= Written instruction =
Retype every line of the listing below, keeping each one word for word.

= Data lines =

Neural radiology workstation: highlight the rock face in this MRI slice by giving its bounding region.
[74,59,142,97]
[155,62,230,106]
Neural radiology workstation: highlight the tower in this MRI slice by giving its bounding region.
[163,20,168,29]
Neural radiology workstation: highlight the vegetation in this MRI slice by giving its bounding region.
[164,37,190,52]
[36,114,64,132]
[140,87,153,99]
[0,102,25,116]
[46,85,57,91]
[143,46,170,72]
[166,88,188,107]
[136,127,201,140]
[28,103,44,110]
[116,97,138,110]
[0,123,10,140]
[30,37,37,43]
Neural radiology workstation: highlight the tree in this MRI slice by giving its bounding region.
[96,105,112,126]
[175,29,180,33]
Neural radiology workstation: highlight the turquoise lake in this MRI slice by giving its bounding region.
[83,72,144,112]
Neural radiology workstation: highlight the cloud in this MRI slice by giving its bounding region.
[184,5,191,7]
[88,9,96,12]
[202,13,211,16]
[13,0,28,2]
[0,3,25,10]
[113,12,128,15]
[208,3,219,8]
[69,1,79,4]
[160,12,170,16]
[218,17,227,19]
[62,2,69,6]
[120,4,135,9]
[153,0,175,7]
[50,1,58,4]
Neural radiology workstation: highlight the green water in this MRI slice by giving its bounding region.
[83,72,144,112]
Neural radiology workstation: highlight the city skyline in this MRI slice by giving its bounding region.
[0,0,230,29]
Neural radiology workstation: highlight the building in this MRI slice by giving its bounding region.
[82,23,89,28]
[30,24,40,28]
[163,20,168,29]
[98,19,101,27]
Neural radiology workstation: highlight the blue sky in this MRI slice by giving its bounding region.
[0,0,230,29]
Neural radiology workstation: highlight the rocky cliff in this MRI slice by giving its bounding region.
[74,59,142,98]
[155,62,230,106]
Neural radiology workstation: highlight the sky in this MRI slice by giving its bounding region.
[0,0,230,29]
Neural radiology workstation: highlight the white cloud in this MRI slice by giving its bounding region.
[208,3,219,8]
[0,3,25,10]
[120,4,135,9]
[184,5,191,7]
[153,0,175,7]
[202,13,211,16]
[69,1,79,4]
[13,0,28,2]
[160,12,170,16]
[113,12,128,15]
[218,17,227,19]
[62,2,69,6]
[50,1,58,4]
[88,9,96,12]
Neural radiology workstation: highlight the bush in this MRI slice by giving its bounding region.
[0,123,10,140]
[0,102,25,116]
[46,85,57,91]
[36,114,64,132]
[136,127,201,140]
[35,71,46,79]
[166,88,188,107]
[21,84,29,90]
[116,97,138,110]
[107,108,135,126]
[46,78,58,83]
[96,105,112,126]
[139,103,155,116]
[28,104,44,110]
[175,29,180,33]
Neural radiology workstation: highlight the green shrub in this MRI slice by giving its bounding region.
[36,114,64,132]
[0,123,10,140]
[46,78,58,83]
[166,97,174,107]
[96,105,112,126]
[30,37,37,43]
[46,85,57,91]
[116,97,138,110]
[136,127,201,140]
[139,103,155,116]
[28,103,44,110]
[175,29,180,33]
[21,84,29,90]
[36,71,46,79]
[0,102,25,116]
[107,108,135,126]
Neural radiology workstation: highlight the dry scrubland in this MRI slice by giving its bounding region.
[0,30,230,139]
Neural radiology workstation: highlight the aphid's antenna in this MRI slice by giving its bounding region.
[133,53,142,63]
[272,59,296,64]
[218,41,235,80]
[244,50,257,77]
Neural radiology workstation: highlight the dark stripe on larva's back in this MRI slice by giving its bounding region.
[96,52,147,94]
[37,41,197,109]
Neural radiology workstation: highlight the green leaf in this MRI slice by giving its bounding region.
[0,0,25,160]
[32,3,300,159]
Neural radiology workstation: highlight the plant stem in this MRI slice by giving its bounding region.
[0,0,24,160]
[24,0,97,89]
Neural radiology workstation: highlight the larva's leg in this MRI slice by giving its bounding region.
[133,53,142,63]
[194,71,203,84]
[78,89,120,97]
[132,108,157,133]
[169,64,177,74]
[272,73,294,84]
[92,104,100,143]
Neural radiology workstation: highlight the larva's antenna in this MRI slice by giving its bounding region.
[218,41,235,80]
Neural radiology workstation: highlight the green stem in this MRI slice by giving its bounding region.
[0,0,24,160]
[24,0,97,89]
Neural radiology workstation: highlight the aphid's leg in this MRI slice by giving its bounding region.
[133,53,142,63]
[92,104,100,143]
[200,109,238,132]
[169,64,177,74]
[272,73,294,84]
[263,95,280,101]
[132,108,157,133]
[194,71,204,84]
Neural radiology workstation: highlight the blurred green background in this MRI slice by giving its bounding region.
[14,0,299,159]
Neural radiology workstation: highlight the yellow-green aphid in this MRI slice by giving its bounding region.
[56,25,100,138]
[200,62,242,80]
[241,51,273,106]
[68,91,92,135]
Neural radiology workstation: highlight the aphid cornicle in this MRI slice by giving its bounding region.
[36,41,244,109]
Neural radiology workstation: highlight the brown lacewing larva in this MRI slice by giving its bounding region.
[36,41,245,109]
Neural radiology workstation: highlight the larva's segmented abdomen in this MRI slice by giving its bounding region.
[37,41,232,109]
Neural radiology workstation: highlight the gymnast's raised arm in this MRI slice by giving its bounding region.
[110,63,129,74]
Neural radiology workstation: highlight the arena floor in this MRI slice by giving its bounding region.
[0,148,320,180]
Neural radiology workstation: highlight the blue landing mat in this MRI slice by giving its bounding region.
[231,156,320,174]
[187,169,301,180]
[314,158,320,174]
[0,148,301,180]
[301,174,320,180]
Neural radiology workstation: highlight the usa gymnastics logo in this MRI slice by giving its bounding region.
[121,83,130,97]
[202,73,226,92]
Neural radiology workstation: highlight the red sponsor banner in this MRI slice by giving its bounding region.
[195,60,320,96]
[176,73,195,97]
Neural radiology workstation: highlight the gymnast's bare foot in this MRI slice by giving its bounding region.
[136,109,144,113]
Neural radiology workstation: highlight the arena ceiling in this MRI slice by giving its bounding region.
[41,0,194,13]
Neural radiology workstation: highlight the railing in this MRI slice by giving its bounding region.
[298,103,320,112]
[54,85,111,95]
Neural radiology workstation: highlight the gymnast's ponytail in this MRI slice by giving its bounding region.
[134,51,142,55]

= Answer for this exercise =
Neural radiology workstation: highlight the rock face in this MRI slice by giving its bounding region.
[74,59,142,97]
[155,62,230,106]
Neural radiology workstation: highlight the tower in this MRI slice by giving its bounding region.
[163,20,168,29]
Neural radiology workstation: highlight the vegetation in this MRI slice by giving its bounding region.
[164,37,190,52]
[36,114,64,132]
[140,87,153,99]
[0,102,25,116]
[46,85,57,91]
[143,46,170,72]
[166,88,188,107]
[136,127,201,140]
[28,103,44,110]
[116,97,138,110]
[0,123,10,140]
[30,37,37,43]
Neural radiology workstation: highlight the tree in this MRI slice by giving its bounding region.
[96,105,112,126]
[175,29,180,33]
Neural radiology workstation: highlight the turquoise lake in this MRI slice by giving its bounding region.
[83,72,144,112]
Neural radiology workstation: highlight the cloud in this MRI slice by giving its bounding region.
[184,5,191,7]
[88,9,96,12]
[202,13,211,16]
[13,0,28,2]
[0,3,25,10]
[113,12,128,15]
[208,3,219,8]
[69,1,79,4]
[160,12,170,16]
[218,17,227,19]
[62,2,69,6]
[120,4,135,9]
[153,0,175,7]
[50,1,58,4]
Neural radiology workstation: highlight the green water in this MRI slice by giving its bounding region.
[83,72,144,112]
Neural radiology workstation: highlight the city skyline in this MRI slice by giving its bounding region.
[0,0,230,29]
Neural radiology workstation: highlight the building in this MRI slice by giving its bounding region.
[82,23,89,28]
[30,24,40,28]
[163,20,168,29]
[98,19,101,27]
Neural radiology workstation: highlight the blue sky in this MRI slice by giving its bounding region.
[0,0,230,29]
Neural radiology workstation: highlight the rocky cliff in this MRI slice by giving its bounding region.
[74,59,142,98]
[155,62,230,106]
Neural radiology workstation: highlight the sky in this MRI slice by giving its bounding region.
[0,0,230,29]
Neural radiology workstation: highlight the white cloud in this MRI slice by giving its bounding region.
[208,3,219,8]
[0,3,25,10]
[120,4,135,9]
[184,5,191,7]
[153,0,175,7]
[202,13,211,16]
[69,1,79,4]
[13,0,28,2]
[160,12,170,16]
[113,12,128,15]
[218,17,227,19]
[62,2,69,6]
[50,1,58,4]
[88,9,96,12]
Neural radiology workstation: highlight the bush in this MRI slice by giving its bounding region.
[0,123,10,140]
[0,102,25,116]
[46,85,57,91]
[36,114,64,132]
[136,127,201,140]
[35,71,46,79]
[166,88,188,107]
[21,84,29,90]
[116,97,138,110]
[107,108,135,126]
[46,78,58,83]
[96,105,112,126]
[139,103,155,116]
[28,104,44,110]
[175,29,180,33]
Neural radiology workstation: highlight the green shrub in this MRI slice by giving its bounding region.
[36,114,64,132]
[0,123,10,140]
[46,78,58,83]
[166,97,174,107]
[96,105,112,126]
[30,37,37,43]
[46,85,57,91]
[116,97,138,110]
[136,127,201,140]
[139,103,155,116]
[28,103,44,110]
[175,29,180,33]
[21,84,29,90]
[36,71,46,79]
[0,102,25,116]
[107,108,135,126]
Neural radiology workstation: highlight the dry scrubland in this MRI slice by giving its bounding region.
[0,30,230,139]
Neural radiology workstation: highlight the aphid's antenna in this MRI slice by giving its bounding region.
[133,53,142,63]
[272,59,296,64]
[218,41,235,80]
[244,50,257,77]
Neural radiology workstation: highlight the dark stripe on larva's back in this MRI slice by giving its bounding region.
[96,52,147,94]
[37,41,197,109]
Neural radiology workstation: highlight the green leaf in this MRI slice by giving its bounding region.
[0,0,25,160]
[32,3,300,159]
Neural radiology workstation: highlight the plant stem in this MRI slice by giving its bounding region.
[0,0,24,160]
[24,0,97,89]
Neural radiology workstation: highlight the larva's leg in this MRI slice by giving its bounding region.
[133,53,142,63]
[194,71,203,84]
[78,89,120,97]
[132,108,157,133]
[169,64,177,74]
[272,73,294,84]
[92,104,100,143]
Neural radiology workstation: highlight the larva's antenna in this MRI slice by giving its bounding region.
[218,41,235,80]
Neural radiology workstation: highlight the green stem in this MRI slice by giving its bounding region.
[0,0,24,160]
[24,0,97,89]
Neural radiology workstation: highlight the aphid's leg in this MRI slice by giving its bounding region.
[133,53,142,63]
[92,104,100,143]
[200,109,238,132]
[169,64,177,74]
[272,73,294,84]
[263,95,280,101]
[132,108,157,133]
[194,71,204,84]
Neural radiology workstation: highlight the blurred green background in this MRI slice by giving its bounding region.
[14,0,299,159]
Neural radiology workstation: highlight the yellow-green aphid in this MRI slice by giving its bounding region.
[56,25,100,138]
[200,62,242,80]
[241,51,273,106]
[68,91,92,135]
Neural radiology workstation: highlight the aphid cornicle in this MRI slice by giving its bounding region.
[36,41,244,109]
Neural radiology workstation: highlight the brown lacewing larva in this MRI slice by giving its bounding region.
[36,41,245,109]
Neural radiology workstation: highlight the larva's segmented abdomen in this MRI slice by giving its bounding region.
[37,41,232,109]
Neural radiology workstation: highlight the gymnast's raised arm in this MRI slice by giving its bounding region.
[110,63,129,74]
Neural radiology workstation: highlight the arena floor in this MRI slice by giving its bounding region.
[0,148,320,180]
Neural radiology workstation: highlight the blue landing mat in this MRI slice by giving its bounding region.
[231,156,320,174]
[187,169,301,180]
[314,158,320,174]
[0,148,301,180]
[301,174,320,180]
Neural radiology workstation: highlight the usa gymnastics logo in this MRI slice by giving its bounding region.
[121,83,130,97]
[202,73,226,92]
Neural radiology workstation: highlight the red sponsor banner in this MRI slice by giving its bounding region.
[195,60,320,96]
[176,73,195,97]
Neural radiology workstation: highlight the gymnast's bare foot in this MRI slice by giving its bounding region.
[136,109,144,113]
Neural radiology workstation: highlight the arena ceiling in this MRI slice by giving its bounding region.
[41,0,194,13]
Neural radiology workstation: highlight the railing in this MRI slice by giving its bounding region.
[298,103,320,112]
[54,85,111,95]
Neural radiology workstation: highlight the gymnast's ponytail in this MRI slice by giving its bounding region.
[134,51,142,55]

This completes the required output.